§ Textauszug:
####
Die Vorteile scheinen auf der Hand zu liegen: 13.000 km statt 21.000 km bzw. 14.000 km statt 18.200 km. Das bedeutet weniger Treibstoffverbrauch und kürzerer Fahrtzeiten – wenn die Route eisfrei ist. Aber: Die Nordroute erfordert spezielle, gegen Eis gesicherte Schiffe, auch im Sommer. Und meist ist zusätzlich die – bezahlpflichtige – Begleitung russischer Atomeisbrecher notwendig, ein derzeit erheblicher Kostenfaktor, der die Gebühren für den Suezkanal wie ein Schnäppchen erscheinen lassen. Wirtschaftlich sinnvoll dürfte die Nordroute daher frühestens ab dem Jahr 2035 sein, so die Prognose der Wissenschaftler. Bis dahin sei das Eis in der Arktis so weit zurückgewichen, das die Abkürzung lohnt. Einen ersten Überblick über eventuelle Kostenvorteile kann man sich bereits jetzt verschaffen. Das Team hat ein entsprechendes Kalkulationstool entwickelt. Zahlreiche Parameter wie Schiffsgröße und Fahrstrecke, aber auch Ölpreis und Eisausdehnung fließen die Berechnung ein.

Allerdings: Auch Ägypten rüstet seine wichtigste Wasserstraße auf. Erst im Sommer vergangenen Jahres wurde der Suezkanal auf 72 km auf zwei „Spuren“ erweitert. Mittelfristig soll die parallele Durchfahrt von vier Frachtern möglich sein. Und: Bei vielen Reedern steht derzeit nicht die schnellste Strecke im Fokus, sondern die preisgünstigste. Aufgrund hoher Kanalgebühren, niedriger Ölpreise und vorhandener Überkapazitäten – die Schiffe sollen lieber länger unterwegs sein, als beschäftigungslos auf Reede liegen – bedeutet dies die Umschiffung des Horns von Afrika – noch einmal 6.500 km Fahrtstrecke mehr als durch den Suezkanal.
####
§ Datensätze:

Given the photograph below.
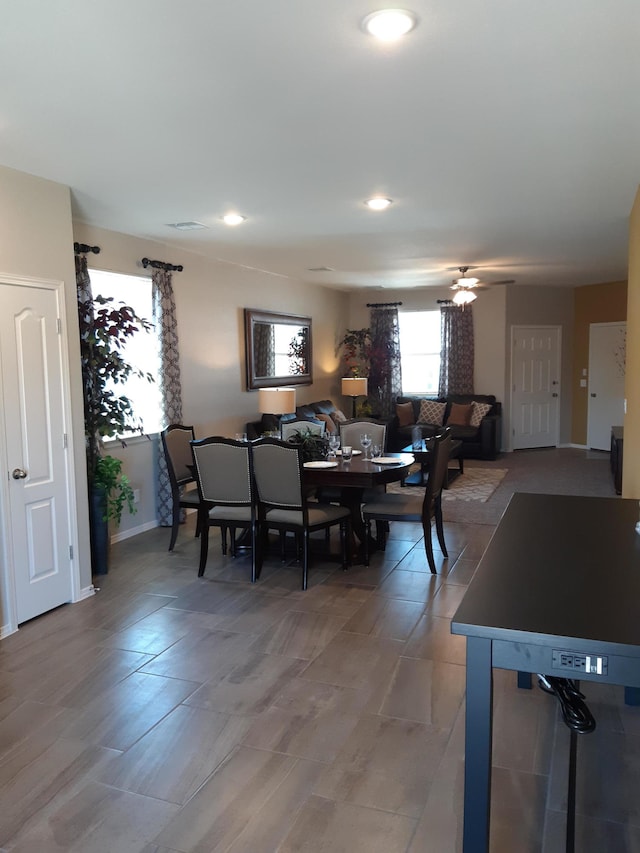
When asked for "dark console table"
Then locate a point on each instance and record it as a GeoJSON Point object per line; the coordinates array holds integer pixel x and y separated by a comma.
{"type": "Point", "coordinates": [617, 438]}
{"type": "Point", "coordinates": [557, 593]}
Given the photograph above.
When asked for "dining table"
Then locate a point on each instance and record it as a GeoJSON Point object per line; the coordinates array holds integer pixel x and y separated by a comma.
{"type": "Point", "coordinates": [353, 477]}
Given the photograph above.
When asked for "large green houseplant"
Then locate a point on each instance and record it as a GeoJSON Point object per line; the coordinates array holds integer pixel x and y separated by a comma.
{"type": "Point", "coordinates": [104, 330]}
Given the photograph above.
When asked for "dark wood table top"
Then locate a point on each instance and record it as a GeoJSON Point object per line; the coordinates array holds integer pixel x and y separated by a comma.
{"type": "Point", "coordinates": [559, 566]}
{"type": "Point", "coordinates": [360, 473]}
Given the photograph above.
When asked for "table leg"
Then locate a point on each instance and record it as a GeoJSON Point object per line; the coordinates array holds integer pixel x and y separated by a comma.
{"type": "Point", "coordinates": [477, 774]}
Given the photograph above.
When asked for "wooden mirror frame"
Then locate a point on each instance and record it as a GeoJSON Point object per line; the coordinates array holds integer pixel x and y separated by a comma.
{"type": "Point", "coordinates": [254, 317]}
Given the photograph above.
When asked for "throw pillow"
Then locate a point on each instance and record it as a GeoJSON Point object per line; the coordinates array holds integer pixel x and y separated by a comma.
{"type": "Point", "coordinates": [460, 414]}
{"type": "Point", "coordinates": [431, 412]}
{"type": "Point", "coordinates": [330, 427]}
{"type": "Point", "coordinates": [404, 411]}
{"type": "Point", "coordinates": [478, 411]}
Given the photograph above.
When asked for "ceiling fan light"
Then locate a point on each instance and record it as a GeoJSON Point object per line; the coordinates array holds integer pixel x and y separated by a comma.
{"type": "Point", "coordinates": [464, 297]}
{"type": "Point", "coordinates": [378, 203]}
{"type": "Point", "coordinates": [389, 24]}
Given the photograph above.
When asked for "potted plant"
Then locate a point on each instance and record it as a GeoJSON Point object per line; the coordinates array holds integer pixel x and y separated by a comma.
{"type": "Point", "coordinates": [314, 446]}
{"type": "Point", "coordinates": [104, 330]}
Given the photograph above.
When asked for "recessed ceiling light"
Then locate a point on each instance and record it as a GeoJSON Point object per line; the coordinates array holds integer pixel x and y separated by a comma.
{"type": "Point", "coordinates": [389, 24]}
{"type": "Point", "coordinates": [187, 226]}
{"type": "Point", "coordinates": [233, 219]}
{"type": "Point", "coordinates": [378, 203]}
####
§ Aufgaben:
• A. Geben Sie den Textauszug zur arktischen Nordroute von „Allerdings: Auch Ägypten“ bis einschließlich „durch den Suezkanal.“ wortgetreu wieder.
• B. Ab welchem Jahr dürfte die Nordroute gemäß der im Textauszug genannten Prognose der Wissenschaftler frühestens wirtschaftlich sinnvoll sein?

§ Lösungen:
• A.
Allerdings: Auch Ägypten rüstet seine wichtigste Wasserstraße auf. Erst im Sommer vergangenen Jahres wurde der Suezkanal auf 72 km auf zwei „Spuren“ erweitert. Mittelfristig soll die parallele Durchfahrt von vier Frachtern möglich sein. Und: Bei vielen Reedern steht derzeit nicht die schnellste Strecke im Fokus, sondern die preisgünstigste. Aufgrund hoher Kanalgebühren, niedriger Ölpreise und vorhandener Überkapazitäten – die Schiffe sollen lieber länger unterwegs sein, als beschäftigungslos auf Reede liegen – bedeutet dies die Umschiffung des Horns von Afrika – noch einmal 6.500 km Fahrtstrecke mehr als durch den Suezkanal.

• B. Frühestens ab dem Jahr 2035.